Source:
_ _ _ _

Hier à propos du vote de l’assemblée des Nations Unies dénonçant le blocus de Cuba, nous avons lu dans ce vote une photographie de l’évolution irréversible des rapports de force internationaux vers le monde multipolaire. Au même moment, avait lieu la rencontre entre le président Xi et Trump, ce dernier ayant tenté de rallier ses alliés et ayant joué le bluff jusqu’à ordonner la reprise des essais nucléaires puis ayant joué le triomphe de cette politique. Les seuls qui se sont prêtés réellement à cette comédie sont les Européens, et quelques subordonnés comme l’Argentine, le Paraguay sans parler d’Israël totalement intégré à l’empire. Aujourd’hui et dans le Week end, nous allons poursuivre la description de ce panorama et ce qu’il révèle . Le sens du vote face à Cuba montre qu’il ne s’agit plus seulement de dénoncer l’injustice, le crime de blocus et en fait d’appliquer la loi du maître Etats-Unis, il existe désormais la possibilité de refuser la dite loi et d’agir en ce sens pour les nations comme pour les forces politiques et même les individus. C’est là que chaque nation a sa propre histoire, l’état passé, présent de la lutte des classes la conditionne et nous avons proposé désormais d’étudier les affrontements politiques à travers ces dialectiques complexes. L’Inde, ce géant, est un des membres fondateurs des BRICS comme de l’OCS. L’article ci-dessous analyse les contradictions de la « démocratie indienne » et la politique de Modi. Pour ceux qui ont lu notre livre, l’opposition que Marx fait entre la Chine et l’Inde, cette dernière divisée et soumise de ce fait à l’impérialisme britannique sera selon lui incapable d’accomplir son émancipation, elle attendra l’ordre des Britanniques (aujourd’hui intégrés à leur rejeton US) alors que la Chine reviendra comme un boomerang dans un pivot avec les USA. Pourtant les luttes du peuple indien et la pression des peuples du sud symbolisée par le partenariat stratégique Chine-Russie ont changé la donne et si « la plus grande démocratie » reste une oligarchie aisément corrompue, la nation indienne évolue… (note et traduction de danielle Bleitrach pour histoireetsociete)

_ _ _ _

Matériel:
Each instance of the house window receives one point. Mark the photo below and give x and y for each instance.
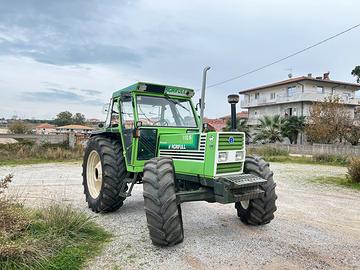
(320, 89)
(290, 112)
(291, 91)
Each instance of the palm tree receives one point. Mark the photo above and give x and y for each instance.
(241, 125)
(292, 126)
(269, 129)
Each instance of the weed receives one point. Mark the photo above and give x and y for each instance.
(339, 181)
(354, 170)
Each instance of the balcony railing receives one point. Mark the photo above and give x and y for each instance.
(295, 98)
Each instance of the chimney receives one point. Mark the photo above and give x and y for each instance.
(326, 76)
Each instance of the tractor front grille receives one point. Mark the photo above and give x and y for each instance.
(231, 141)
(229, 167)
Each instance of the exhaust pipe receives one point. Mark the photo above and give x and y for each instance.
(233, 100)
(202, 100)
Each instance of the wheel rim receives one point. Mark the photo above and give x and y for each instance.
(94, 174)
(245, 204)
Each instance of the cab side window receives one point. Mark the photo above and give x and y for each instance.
(127, 114)
(114, 121)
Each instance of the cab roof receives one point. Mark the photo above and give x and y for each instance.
(157, 89)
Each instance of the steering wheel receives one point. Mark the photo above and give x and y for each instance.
(162, 122)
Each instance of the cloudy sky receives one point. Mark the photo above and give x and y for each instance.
(71, 55)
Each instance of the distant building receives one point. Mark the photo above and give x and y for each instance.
(295, 96)
(45, 129)
(78, 129)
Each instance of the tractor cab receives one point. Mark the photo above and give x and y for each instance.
(142, 112)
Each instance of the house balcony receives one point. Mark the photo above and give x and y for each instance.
(296, 97)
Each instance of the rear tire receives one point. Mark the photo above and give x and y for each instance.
(162, 212)
(258, 211)
(112, 169)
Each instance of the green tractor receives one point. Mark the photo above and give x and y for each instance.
(153, 136)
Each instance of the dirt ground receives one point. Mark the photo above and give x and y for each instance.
(316, 226)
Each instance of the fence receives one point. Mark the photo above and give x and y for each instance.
(70, 138)
(316, 149)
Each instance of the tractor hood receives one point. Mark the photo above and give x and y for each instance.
(210, 154)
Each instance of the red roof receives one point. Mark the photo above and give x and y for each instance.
(45, 125)
(239, 115)
(299, 79)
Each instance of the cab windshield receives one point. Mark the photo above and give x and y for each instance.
(165, 111)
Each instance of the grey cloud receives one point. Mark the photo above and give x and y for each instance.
(91, 92)
(53, 95)
(65, 33)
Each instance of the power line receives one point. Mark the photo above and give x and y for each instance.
(284, 58)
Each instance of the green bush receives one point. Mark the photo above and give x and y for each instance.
(354, 170)
(268, 151)
(335, 159)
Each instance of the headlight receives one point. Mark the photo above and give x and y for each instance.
(222, 156)
(239, 155)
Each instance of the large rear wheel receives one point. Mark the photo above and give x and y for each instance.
(258, 211)
(104, 172)
(162, 212)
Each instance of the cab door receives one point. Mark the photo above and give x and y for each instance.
(127, 125)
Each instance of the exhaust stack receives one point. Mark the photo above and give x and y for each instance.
(233, 100)
(202, 100)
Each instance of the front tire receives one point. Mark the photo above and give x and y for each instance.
(104, 172)
(258, 211)
(162, 212)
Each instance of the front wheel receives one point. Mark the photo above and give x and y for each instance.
(104, 172)
(163, 215)
(258, 211)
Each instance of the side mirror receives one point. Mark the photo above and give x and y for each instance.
(138, 124)
(105, 108)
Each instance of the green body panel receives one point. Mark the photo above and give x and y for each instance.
(195, 154)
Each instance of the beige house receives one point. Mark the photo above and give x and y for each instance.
(78, 129)
(295, 96)
(45, 129)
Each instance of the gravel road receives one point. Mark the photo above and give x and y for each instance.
(316, 226)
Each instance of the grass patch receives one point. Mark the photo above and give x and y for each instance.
(273, 154)
(30, 153)
(29, 161)
(303, 160)
(339, 181)
(54, 237)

_ _ _ _

Consignes écrites:
a. D'après la source, de quelles organisations l'Inde est-elle l'un des membres fondateurs ?
b. Prolongez la source sur l'Inde et le monde multipolaire à partir de sa dernière phrase.

Réponses attendues:
a. Des BRICS et de l'OCS.

b.
 par Ravi Kant28 octobre 2025
par Ravi Kant28 octobre 2025

Dans une démocratie, lorsque les politiciens prospèrent mais que le peuple ne le fait pas, ce dont le système a besoin, ce n’est pas d’une réforme mais d’un sauvetage
Lorsque le Bharatiya Janata Party est arrivé au pouvoir en 2014, il a surfé sur une vague de mécontentement alimentée par les scandales de corruption, l’inflation et le chômage. Narendra Modi a promis une nouvelle ère, construite sur Sabka Saath, Sabka Vikas (« Ensemble avec tous, le développement pour tous »). La promesse était celle de la gouvernance, du développement et de la fin de la « culture d’élite ».
Une décennie plus tard, le bilan montre une réalité plus complexe dans laquelle le slogan semble avoir profité à la classe politique plus qu’au peuple.
L’Association pour les réformes démocratiques a publié des données montrant que 93 % des membres élus en 2024 à la Lok Sabha, la chambre basse du parlement indien, sont millionnaires, chacun d’entre eux s’élevant à plus de 120 000 dollars américains.
La démocratie indienne bascule rapidement vers le règne des ultra-riches, une ploutocratie en devenir. À la tête de cette tendance se trouve le parti même qui prétend mettre fin à la culture de l’élite.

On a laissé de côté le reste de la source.